▸ READING PASSAGE
——————————

Marlyn Hendricks, Bashkaran Vandeyar and Avuyile Kewana work for the City of Cape Town, helping the municipality to mitigate climate change problems and meet the goals of its Climate Change Action Plan. As a project manager and senior professional officer for municipal generation contracts, part of Marlyn’s job is getting rooftop and ground-mounted photovoltaic (PV) installations up and running on municipal facilities, including working on the Atlantis 7MWp ground-mounted solar photovoltaic facility and a 125kWp rooftop solar PV system in Gugulethu. “I am helping the city to move beyond its boundaries by developing, executing, operating and maintaining renewable energy generation facilities,” he says. Bashkaran is head of green energy at the city. An electrical engineer by training, he does technical gymnastics to bring more green energy into the local grid and has aided in the development of an energy storage road map to facilitate the piloting of battery energy storage, increasing the city’s own generation to offset consumption from Eskom and rolling out energy efficiency projects for heating, ventilation and air conditioning systems and lighting at municipal buildings. As assistant professional officer for energy in the built environment, Avuyile has been instrumental in supporting the city’s energy performance certificates in the municipal assets compliance programme. This has seen a total of 69 city buildings become compliant (compared to a total of 14 for all other municipalities in the country combined) and has opened up the conversation around the importance of energy efficiency as a climate change mitigation strategy. She has effectively collaborated with stakeholders across the city and supported them with data and information to achieve this.
What’s been your/the organisation’s greatest achievement in your field?
Marlyn:
My greatest achievement is being appointed as a project manager at the City of Cape Town and successfully leading and motivating the project team in the development and appointment of an Engineering Procurement Construction contractor for the first “city-owned” utility-scale renewable energy plant, the Atlantis 7MWp Ground-Mounted Solar Photovoltaic (Atlantis PV). Pioneering in this ambitious and unchartered territory, as a municipality, has led to the discovery of new problems and complexities that required a deepening of knowledge, understanding, skills and competencies that enabled me to devise and co-create innovative solutions with the project team. I have also successfully completed the installation and commercial operation of a 125kWp rooftop solar PV system in Gugulethu and I am on track to complete the installation and commercial operation of a 330kWp rooftop solar PV and 990kWp ground-mounted solar PV systems at city-owned facilities. These three projects are the city’s largest small-scale embedded generation solar PV systems.

——————————

▸ DIRECTION A
Identify every line in the rows below that contains the string "counter", and copy each such line in full.

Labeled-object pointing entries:
——————————

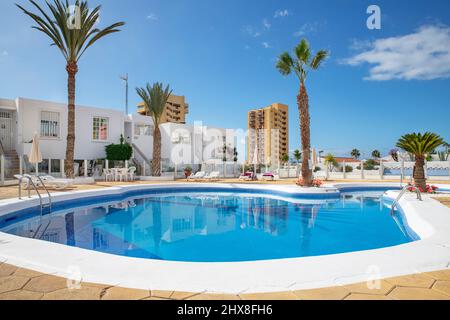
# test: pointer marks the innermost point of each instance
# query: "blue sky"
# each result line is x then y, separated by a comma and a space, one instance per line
376, 86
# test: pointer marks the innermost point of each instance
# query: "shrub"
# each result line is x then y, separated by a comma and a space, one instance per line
428, 189
347, 169
119, 152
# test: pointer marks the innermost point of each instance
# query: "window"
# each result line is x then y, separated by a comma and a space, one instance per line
49, 124
143, 130
100, 129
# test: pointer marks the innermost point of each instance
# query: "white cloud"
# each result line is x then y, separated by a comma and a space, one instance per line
359, 45
152, 16
251, 31
422, 55
307, 28
281, 13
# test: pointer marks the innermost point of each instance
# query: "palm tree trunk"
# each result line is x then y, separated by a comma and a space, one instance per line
156, 162
72, 69
303, 107
419, 173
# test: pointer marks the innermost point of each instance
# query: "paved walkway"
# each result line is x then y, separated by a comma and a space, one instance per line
10, 192
22, 284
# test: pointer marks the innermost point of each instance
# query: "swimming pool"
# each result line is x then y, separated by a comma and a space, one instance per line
216, 226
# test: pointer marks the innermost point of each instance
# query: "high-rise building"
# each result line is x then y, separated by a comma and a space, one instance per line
176, 110
269, 133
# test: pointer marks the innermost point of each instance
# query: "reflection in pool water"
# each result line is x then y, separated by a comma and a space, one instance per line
223, 227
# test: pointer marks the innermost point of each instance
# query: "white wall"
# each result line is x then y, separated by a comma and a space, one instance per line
143, 142
29, 114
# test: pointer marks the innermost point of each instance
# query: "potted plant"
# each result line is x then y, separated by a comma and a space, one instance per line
187, 172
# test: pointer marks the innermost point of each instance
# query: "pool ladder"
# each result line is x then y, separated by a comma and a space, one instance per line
31, 183
402, 193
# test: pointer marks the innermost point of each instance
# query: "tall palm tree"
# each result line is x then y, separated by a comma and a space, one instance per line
155, 99
297, 157
355, 154
420, 145
300, 65
72, 41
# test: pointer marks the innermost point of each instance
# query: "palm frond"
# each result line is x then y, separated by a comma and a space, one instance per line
72, 42
318, 59
303, 52
420, 144
155, 99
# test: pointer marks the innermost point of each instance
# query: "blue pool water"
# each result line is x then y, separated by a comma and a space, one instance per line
211, 227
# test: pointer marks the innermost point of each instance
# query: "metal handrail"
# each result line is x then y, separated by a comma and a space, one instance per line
402, 193
41, 201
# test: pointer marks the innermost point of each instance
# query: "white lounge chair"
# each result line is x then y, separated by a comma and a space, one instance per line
215, 175
198, 175
109, 174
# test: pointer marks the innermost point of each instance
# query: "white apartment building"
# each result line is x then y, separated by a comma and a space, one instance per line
95, 128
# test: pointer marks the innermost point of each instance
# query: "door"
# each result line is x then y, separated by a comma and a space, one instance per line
6, 129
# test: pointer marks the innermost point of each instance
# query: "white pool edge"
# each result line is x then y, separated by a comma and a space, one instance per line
429, 219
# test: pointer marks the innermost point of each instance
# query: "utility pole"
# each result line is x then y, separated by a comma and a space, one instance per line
125, 78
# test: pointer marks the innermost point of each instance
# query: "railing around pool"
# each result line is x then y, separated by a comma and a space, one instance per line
402, 193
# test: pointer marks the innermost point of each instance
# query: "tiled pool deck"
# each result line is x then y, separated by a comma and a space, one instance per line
22, 284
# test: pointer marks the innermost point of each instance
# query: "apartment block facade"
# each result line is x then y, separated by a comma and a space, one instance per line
268, 133
175, 112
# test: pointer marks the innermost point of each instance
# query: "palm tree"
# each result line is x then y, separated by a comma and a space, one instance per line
330, 161
297, 157
355, 154
420, 145
301, 64
73, 43
155, 99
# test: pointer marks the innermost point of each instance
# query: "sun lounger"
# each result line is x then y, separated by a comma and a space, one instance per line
215, 175
268, 176
248, 176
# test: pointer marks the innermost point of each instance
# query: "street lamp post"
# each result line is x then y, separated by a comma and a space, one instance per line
125, 78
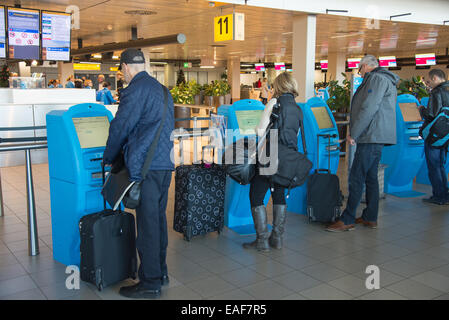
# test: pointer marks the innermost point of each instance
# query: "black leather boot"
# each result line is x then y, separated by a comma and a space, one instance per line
279, 218
260, 223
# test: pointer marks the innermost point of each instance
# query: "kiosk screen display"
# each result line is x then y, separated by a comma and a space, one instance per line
56, 36
23, 34
259, 66
322, 118
2, 33
248, 120
92, 132
410, 112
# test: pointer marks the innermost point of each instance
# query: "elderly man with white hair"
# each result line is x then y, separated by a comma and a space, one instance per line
372, 126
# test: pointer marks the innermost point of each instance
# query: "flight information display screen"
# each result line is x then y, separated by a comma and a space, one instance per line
387, 62
56, 36
248, 120
92, 132
2, 33
23, 33
410, 112
322, 117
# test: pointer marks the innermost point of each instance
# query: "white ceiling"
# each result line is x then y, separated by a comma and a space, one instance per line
268, 31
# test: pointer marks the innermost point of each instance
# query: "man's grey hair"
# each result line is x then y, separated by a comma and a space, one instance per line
370, 61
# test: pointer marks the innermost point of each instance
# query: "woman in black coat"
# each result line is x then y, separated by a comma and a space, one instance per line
290, 115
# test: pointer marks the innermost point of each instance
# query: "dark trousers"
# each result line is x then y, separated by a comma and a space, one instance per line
436, 158
258, 189
364, 172
152, 237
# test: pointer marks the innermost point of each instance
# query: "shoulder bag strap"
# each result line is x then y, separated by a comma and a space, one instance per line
153, 146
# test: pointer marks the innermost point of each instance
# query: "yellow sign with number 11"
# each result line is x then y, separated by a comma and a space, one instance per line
229, 27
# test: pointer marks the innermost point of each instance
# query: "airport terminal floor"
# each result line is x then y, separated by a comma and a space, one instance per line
410, 247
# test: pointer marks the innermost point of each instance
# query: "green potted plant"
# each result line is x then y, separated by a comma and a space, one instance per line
4, 77
208, 94
195, 90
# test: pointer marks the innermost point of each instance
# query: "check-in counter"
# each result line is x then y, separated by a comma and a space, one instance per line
28, 108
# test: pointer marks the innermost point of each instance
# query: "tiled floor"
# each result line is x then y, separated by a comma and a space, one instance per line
410, 247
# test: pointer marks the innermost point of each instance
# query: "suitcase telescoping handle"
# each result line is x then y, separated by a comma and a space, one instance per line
103, 175
329, 136
213, 153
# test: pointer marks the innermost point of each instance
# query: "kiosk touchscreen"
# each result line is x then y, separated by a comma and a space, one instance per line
323, 94
404, 159
318, 122
76, 141
242, 118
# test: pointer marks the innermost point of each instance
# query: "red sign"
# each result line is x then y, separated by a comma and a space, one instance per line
387, 62
353, 63
427, 59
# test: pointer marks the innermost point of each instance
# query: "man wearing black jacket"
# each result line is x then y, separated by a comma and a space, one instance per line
132, 131
436, 157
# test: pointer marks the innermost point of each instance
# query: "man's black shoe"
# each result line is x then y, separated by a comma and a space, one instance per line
434, 201
165, 280
138, 291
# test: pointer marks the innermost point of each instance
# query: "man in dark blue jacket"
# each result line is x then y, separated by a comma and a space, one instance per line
132, 131
436, 157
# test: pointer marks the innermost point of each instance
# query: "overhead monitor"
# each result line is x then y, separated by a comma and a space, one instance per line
92, 132
2, 32
279, 66
322, 117
353, 63
410, 112
248, 120
56, 36
387, 62
259, 66
324, 64
426, 59
23, 33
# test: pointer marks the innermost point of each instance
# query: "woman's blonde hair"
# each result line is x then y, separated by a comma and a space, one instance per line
285, 83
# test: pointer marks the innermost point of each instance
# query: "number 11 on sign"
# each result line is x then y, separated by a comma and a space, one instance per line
224, 28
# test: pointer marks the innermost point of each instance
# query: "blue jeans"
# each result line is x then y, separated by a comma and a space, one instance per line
364, 172
436, 158
152, 236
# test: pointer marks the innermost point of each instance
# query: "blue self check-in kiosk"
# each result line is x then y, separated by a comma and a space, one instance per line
404, 159
242, 118
323, 94
76, 142
318, 123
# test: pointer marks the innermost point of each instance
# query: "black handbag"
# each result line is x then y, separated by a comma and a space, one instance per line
117, 187
243, 166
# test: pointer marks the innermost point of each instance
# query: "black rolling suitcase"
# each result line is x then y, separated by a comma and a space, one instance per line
199, 199
324, 196
108, 247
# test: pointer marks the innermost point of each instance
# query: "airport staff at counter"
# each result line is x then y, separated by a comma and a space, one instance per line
70, 82
132, 132
436, 157
373, 125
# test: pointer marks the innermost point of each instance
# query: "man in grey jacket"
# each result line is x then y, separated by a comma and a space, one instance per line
373, 125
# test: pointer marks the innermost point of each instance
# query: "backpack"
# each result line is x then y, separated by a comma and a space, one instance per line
436, 133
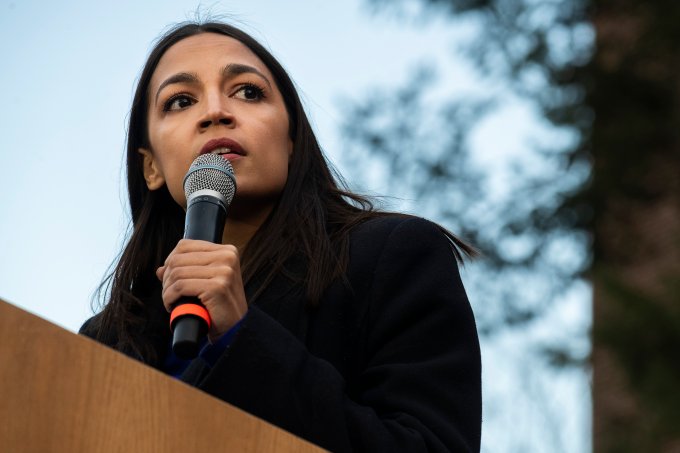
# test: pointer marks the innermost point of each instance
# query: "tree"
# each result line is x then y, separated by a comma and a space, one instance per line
603, 165
534, 229
636, 195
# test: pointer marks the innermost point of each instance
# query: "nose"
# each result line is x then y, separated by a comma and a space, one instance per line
216, 112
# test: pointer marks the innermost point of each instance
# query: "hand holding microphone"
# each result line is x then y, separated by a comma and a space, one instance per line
201, 278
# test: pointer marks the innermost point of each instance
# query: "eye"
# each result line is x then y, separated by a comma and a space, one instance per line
178, 102
249, 92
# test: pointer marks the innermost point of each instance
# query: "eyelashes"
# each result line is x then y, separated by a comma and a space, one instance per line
248, 92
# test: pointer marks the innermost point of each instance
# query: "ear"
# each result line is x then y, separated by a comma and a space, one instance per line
152, 174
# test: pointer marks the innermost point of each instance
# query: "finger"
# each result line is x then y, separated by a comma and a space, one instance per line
206, 290
223, 254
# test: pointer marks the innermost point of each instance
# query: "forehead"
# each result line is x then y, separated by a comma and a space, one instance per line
205, 52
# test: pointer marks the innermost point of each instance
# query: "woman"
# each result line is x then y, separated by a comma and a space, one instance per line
345, 326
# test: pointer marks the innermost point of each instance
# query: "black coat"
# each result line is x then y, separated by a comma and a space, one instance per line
389, 362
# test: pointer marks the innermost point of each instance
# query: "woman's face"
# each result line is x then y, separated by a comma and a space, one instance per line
210, 93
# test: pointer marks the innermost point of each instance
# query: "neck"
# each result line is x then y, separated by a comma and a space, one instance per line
241, 226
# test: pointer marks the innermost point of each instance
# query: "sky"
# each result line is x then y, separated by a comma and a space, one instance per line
68, 75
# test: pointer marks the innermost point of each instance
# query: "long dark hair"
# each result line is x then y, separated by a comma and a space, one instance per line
311, 219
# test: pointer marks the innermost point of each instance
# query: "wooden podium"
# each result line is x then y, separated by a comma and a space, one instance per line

——————————

▸ DIRECTION B
In the profile of the City of Cape Town energy staff, how many city buildings became compliant under the municipal assets compliance programme?

▸ REPLY A
# query: "check-in counter"
# query: "airport staff at counter"

▸ REPLY B
A total of 69 city buildings became compliant.